• REQUESTS
**1.** Please summarize the console forum thread in two sentences.
**2.** Write the next part of the console forum thread, picking up after its last line.
--- start EXCERPT TO READ ---
Nintendo are pretty reliable in terms of their consoles  I've never had a DS break either, and I have 5..


----------



## kittenrobotarmy (Aug 19, 2013)

I have a PS3 and it is awesome! You can get lots of great stuff for it, like the Uncharted series and Sims, and LittleBigPlanet, along with COD and stuff like that...


----------



## Trent the Paladin (Aug 20, 2013)

ChronoCrusade said:


> Nintendo are pretty reliable in terms of their consoles  I've never had a DS break either, and I have 5..



I dunno about that. I don't much like complaining about one of my favorite companies, but my Wii might as well be on its deathbed as it sounds like a lawnmower and my DSi & 3DS L/R buttons have effectively stopped working. 

And there was a price drop announced today, but it was for that very silly 12GB Super Slim.


----------



## ChronoCrusade (Aug 21, 2013)

Tom said:


> I dunno about that. I don't much like complaining about one of my favorite companies, but my Wii might as well be on its deathbed as it sounds like a lawnmower and my DSi & 3DS L/R buttons have effectively stopped working.
> 
> And there was a price drop announced today, but it was for that very silly 12GB Super Slim.
--- end EXCERPT TO READ ---
--- start ENTRIES SUPPLIED ---
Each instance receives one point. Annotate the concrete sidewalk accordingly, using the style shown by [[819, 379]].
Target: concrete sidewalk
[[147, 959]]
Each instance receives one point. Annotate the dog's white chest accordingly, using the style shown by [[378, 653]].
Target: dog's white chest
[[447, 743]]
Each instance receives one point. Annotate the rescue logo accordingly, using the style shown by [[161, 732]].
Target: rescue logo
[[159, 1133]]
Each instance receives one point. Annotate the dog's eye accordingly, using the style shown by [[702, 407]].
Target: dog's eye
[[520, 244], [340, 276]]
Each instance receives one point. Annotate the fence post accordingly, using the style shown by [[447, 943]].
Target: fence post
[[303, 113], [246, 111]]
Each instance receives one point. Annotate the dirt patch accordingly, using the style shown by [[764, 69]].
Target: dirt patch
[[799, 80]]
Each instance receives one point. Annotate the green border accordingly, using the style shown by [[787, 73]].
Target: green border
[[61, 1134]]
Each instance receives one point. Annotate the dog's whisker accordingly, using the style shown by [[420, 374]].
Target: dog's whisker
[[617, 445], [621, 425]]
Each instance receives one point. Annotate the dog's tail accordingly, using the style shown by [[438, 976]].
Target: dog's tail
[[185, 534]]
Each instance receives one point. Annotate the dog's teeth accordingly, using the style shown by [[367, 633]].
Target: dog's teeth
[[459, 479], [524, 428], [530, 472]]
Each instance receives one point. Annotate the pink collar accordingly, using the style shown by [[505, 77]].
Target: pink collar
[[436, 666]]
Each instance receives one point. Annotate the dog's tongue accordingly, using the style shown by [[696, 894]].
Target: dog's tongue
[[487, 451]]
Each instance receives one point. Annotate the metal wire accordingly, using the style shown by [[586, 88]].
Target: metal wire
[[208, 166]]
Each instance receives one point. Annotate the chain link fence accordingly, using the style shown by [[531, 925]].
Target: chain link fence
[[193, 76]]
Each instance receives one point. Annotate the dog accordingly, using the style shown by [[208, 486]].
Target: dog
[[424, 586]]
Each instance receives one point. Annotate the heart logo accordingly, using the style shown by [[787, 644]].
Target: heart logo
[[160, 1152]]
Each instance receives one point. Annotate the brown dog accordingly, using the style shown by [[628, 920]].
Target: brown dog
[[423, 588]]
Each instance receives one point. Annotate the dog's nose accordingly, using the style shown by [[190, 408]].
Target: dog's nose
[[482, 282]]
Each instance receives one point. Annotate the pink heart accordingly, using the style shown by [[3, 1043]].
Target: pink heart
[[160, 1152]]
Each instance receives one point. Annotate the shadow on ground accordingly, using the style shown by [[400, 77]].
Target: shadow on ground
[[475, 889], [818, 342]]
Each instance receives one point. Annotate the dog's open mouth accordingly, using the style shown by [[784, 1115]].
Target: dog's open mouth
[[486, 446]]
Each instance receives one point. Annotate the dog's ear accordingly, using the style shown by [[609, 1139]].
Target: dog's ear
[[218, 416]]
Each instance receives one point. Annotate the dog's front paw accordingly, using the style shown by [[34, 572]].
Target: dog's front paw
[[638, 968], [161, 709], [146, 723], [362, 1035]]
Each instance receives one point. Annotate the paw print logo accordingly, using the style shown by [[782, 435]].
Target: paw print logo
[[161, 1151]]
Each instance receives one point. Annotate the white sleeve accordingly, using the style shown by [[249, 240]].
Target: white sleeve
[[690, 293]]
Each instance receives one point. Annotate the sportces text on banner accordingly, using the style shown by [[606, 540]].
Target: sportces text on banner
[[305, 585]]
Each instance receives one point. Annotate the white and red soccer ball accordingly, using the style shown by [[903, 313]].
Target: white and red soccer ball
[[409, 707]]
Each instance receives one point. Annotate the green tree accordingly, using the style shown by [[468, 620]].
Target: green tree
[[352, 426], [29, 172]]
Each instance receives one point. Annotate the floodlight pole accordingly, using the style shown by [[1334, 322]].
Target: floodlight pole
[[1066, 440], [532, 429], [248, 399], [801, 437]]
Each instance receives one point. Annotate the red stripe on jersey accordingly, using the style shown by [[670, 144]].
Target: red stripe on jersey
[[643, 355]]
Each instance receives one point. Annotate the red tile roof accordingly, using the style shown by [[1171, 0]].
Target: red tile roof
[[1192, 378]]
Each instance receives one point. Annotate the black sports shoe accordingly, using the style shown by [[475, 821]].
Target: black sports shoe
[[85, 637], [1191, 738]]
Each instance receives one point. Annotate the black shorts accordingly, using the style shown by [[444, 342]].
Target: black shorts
--- end ENTRIES SUPPLIED ---
• OUTPUTS IN ORDER
**1.** One poster calls Nintendo consoles reliable, having never had any of five DS systems break, and another praises the PS3 for games such as the Uncharted series, Sims, LittleBigPlanet and COD. A third poster disagrees, saying their Wii sounds like a lawnmower and the L/R buttons on their DSi and 3DS have stopped working, and mentions a price drop announced for the 12GB Super Slim.

**2.**
Either you're unlucky or maybe I'm overcautious about my stuff, since I don't even let other people touch it..


----------



## Box9Missingo (Dec 19, 2013)

Tom said:


> I dunno about that. I don't much like complaining about one of my favorite companies, but my Wii might as well be on its deathbed as it sounds like a lawnmower and my DSi & 3DS L/R buttons have effectively stopped working.
> 
> And there was a price drop announced today, but it was for that very silly 12GB Super Slim.



I know it's late... but,

Have you checked to see if your fan is still moving? You can do it by putting your hand behind it as it's running. If you feel no air coming out of it, then the fan might be stuck. Get out a Q-tip and press on the blade gently when the Wii is running. The fan should begin to start moving again. Make sure to have a flashlight with you in order to look into the Wii to see if the fan is working.

I did this with my Wii when it was starting to get loud and overheat. Once I did it, it fixed the issue. My Wii has been running a LOT quieter and cooler since then.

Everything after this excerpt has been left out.